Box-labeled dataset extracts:
..............................

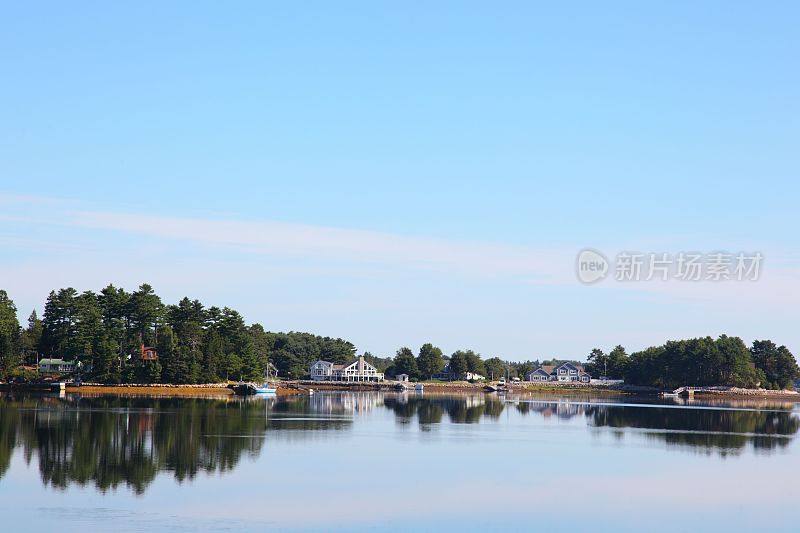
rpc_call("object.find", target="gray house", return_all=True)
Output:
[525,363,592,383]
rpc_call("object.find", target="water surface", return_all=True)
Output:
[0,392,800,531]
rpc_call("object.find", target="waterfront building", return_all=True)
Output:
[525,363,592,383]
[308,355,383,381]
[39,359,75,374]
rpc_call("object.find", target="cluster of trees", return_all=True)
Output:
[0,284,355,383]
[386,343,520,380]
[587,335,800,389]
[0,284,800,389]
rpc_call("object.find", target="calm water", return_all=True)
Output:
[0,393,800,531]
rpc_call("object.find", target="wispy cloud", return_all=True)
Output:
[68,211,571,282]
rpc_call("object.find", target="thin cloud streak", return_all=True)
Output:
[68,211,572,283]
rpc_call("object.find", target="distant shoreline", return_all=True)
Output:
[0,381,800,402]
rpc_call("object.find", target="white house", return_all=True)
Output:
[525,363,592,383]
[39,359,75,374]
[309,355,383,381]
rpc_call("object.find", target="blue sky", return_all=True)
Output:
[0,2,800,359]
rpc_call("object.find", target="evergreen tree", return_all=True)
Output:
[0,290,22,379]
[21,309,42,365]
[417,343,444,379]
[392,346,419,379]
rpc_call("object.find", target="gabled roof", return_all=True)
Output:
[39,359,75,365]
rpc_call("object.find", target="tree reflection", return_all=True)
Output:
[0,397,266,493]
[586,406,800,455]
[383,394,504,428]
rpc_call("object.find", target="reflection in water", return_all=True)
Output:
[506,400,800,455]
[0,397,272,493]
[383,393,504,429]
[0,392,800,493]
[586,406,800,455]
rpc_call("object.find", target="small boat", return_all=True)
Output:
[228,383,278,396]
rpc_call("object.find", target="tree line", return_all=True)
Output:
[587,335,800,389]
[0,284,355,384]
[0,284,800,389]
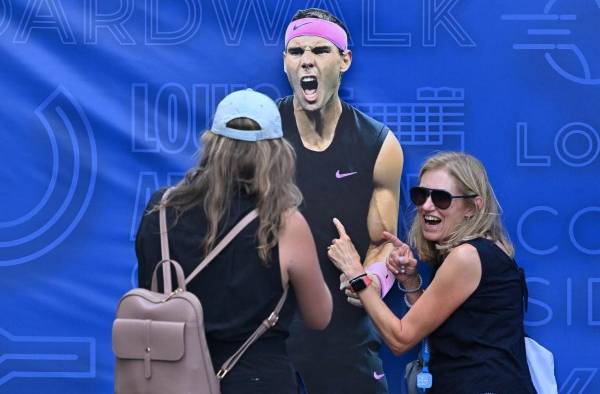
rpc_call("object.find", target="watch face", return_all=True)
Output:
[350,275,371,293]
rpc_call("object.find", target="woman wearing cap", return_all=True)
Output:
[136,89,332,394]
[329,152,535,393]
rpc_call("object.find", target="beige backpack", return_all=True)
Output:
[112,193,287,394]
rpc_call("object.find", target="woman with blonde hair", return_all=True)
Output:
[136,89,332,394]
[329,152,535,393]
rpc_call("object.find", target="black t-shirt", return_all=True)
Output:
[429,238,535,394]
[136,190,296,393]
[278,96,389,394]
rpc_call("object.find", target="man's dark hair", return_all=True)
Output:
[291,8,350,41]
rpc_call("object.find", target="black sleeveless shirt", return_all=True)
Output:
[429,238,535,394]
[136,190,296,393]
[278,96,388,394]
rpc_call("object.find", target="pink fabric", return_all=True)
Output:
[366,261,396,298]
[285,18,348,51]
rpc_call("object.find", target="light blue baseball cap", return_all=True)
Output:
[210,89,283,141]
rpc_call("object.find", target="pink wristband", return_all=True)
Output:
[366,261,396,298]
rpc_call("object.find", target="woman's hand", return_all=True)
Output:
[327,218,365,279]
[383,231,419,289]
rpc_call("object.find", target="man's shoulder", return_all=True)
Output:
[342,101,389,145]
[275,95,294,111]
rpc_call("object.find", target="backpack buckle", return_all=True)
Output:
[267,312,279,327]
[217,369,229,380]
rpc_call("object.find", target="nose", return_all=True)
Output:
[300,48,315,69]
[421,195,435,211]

..............................

EXERCISE OBJECTIVE> Update the lines above by changing every "Output" to "Result" and keeping everything else the same. Leave the pictures out of your answer.

THE RESULT>
rpc_call("object.find", target="gray house", return_all=True)
Result:
[525,363,592,383]
rpc_call("object.find", target="water surface", return_all=True)
Result:
[0,392,800,531]
rpc_call("object.find", target="waterfront building", return_all=True)
Result:
[525,363,592,383]
[308,355,383,381]
[39,359,75,374]
rpc_call("object.find", target="cluster of trees", return_all=True)
Result:
[0,284,355,383]
[386,343,520,380]
[587,335,800,389]
[0,284,800,389]
rpc_call("object.find", target="calm water", return_all=True)
Result:
[0,393,800,531]
rpc_call("object.find", target="wispy cloud", return_all=True)
Result:
[68,211,571,282]
rpc_call("object.find", target="thin cloud streak", return_all=True)
Result:
[68,211,572,283]
rpc_call("object.find", target="distant shoreline", return_all=True)
Result:
[0,381,800,402]
rpc_call("object.find", target="white house", return_all=True)
Result:
[525,363,592,383]
[39,359,75,374]
[309,355,383,381]
rpc_call("object.find", target="blue sky", return_all=True)
Result:
[0,2,800,359]
rpc_call("object.find", target="evergreen tree", return_all=True)
Result:
[0,290,22,379]
[21,309,42,365]
[417,343,444,379]
[392,346,419,379]
rpc_call("object.find", target="gabled roof", return_all=True)
Result:
[39,359,75,365]
rpc_call("object.find", target="tree reflection", return_all=True)
Result:
[0,397,266,493]
[586,406,800,455]
[383,394,504,428]
rpc_call("object.find", target="reflection in water", return_all=True)
Result:
[506,400,800,455]
[0,397,272,493]
[383,393,504,429]
[0,392,800,493]
[586,406,800,455]
rpc_call("object.find", target="small boat", return_all=True)
Result:
[228,383,278,396]
rpc_call("object.find", target="tree line", return_all=True)
Result:
[587,335,800,389]
[0,284,355,384]
[0,284,800,389]
rpc_call("object.find", target="watch face", return_all=True)
Result:
[350,275,371,293]
rpc_call("object.find", target="woman wearing cap", return_all=True)
Result:
[136,89,332,394]
[329,152,535,393]
rpc_call("object.find", target="beige backpack", return_all=True)
Result:
[112,193,287,394]
rpc_call("object.find", target="woman with blonde hair", return_all=True)
Result:
[136,89,332,394]
[329,152,535,393]
rpc_call("object.find", target="black t-shirt", return_all=True)
Result:
[429,238,535,394]
[136,190,296,393]
[278,96,389,394]
rpc_call("object.find", target="man's dark hair", return_all=True)
Result:
[291,8,350,41]
rpc_call("object.find", target="black sleeveless shirt", return_all=True)
Result:
[429,238,535,394]
[136,190,296,393]
[278,96,388,394]
rpc_call("object.find", target="pink fabric", return_all=True)
Result:
[366,261,396,298]
[285,18,348,51]
rpc_call("object.find", target="light blue baseball cap", return_all=True)
Result:
[210,89,283,141]
rpc_call("object.find", target="pink wristband", return_all=True)
Result:
[366,261,396,298]
rpc_call("object.find", target="woman's hand", return_all=True)
Result:
[327,218,365,279]
[383,231,419,289]
rpc_call("object.find", target="man's shoulder", return_all=True)
Result:
[342,101,389,145]
[275,95,294,111]
rpc_call("object.find", target="backpack buckle", return_all=True)
Result:
[267,312,279,327]
[217,369,229,380]
rpc_call("object.find", target="nose", return_all=True)
Result:
[300,48,315,69]
[421,195,435,211]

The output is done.